▸ **Items listed in a dataset**:

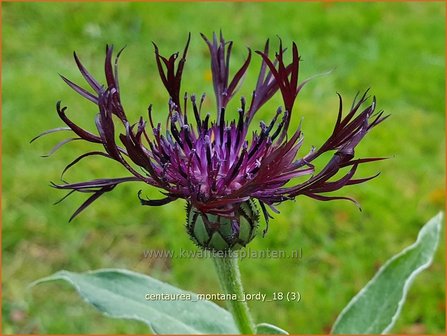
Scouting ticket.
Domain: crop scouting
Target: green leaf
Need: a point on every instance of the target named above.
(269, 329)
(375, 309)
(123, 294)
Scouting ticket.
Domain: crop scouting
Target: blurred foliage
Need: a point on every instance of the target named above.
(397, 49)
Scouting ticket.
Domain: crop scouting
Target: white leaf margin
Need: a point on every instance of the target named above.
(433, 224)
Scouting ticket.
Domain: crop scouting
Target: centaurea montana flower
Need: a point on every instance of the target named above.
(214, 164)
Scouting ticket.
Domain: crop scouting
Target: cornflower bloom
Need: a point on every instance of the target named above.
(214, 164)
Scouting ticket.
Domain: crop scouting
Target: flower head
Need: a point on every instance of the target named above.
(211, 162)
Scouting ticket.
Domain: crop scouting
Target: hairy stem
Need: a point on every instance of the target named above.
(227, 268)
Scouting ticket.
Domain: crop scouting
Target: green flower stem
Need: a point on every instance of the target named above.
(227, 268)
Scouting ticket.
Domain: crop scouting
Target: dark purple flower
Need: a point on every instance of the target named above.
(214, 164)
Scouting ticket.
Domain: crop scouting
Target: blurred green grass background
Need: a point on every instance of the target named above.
--
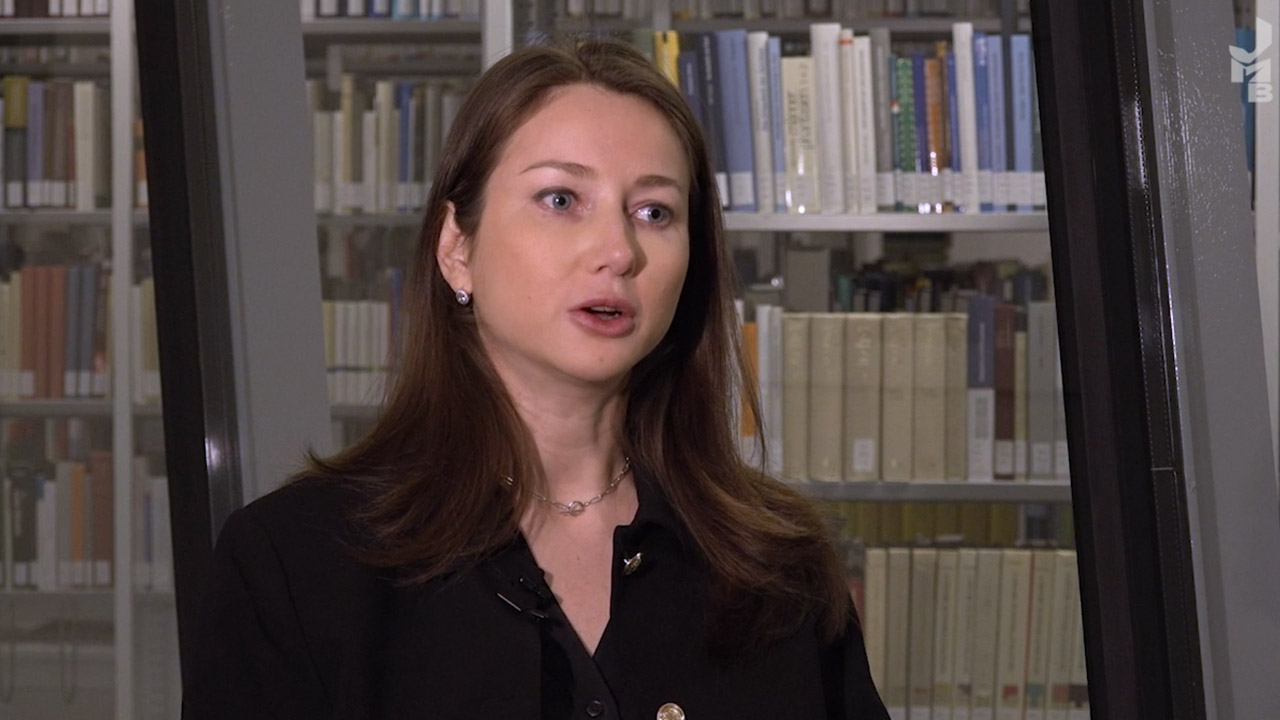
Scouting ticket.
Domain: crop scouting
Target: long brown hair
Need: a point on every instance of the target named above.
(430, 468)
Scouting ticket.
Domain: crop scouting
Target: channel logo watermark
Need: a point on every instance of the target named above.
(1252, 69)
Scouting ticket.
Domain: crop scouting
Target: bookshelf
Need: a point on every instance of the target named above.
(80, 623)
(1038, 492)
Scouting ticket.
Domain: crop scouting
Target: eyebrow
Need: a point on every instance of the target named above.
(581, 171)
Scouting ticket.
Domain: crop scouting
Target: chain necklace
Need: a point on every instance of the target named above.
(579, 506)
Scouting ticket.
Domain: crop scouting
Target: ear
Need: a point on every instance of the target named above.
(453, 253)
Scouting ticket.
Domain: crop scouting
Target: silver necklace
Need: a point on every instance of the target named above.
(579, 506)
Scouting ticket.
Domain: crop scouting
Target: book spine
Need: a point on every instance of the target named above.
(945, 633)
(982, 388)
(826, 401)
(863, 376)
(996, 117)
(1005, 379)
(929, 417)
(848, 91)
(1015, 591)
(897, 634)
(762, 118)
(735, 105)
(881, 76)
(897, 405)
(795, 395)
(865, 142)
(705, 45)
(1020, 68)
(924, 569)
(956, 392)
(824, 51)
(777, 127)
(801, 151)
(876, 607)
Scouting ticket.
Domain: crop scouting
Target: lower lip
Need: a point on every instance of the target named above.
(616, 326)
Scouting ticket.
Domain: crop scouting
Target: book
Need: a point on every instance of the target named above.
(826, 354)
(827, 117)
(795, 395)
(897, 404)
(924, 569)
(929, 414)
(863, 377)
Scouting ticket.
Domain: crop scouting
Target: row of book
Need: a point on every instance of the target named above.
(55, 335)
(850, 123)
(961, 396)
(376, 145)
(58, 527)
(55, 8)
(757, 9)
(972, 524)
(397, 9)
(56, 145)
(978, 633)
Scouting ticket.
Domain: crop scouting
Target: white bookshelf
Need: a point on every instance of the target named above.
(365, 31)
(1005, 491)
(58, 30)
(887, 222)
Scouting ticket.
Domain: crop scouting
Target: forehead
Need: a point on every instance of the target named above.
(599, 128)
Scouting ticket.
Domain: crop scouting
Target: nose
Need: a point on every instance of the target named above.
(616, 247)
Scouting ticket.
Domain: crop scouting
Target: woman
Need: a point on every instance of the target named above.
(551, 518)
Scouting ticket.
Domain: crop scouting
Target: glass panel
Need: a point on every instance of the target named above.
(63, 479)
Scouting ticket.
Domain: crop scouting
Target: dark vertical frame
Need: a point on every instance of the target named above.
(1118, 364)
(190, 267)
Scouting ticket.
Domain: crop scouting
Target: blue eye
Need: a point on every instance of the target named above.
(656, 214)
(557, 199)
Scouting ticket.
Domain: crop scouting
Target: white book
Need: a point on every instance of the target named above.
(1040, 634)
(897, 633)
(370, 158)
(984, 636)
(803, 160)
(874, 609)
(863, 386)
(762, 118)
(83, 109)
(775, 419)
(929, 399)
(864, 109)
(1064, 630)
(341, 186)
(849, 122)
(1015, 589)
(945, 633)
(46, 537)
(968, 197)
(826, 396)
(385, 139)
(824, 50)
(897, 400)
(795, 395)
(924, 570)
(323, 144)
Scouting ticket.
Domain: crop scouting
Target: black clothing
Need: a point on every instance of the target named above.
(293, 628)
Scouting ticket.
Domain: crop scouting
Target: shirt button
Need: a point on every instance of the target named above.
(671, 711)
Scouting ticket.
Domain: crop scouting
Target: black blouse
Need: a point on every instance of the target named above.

▸ **Goal**:
How many lines in the records above contain the word "blurred"? Give only the number.

▸ **Result below**:
2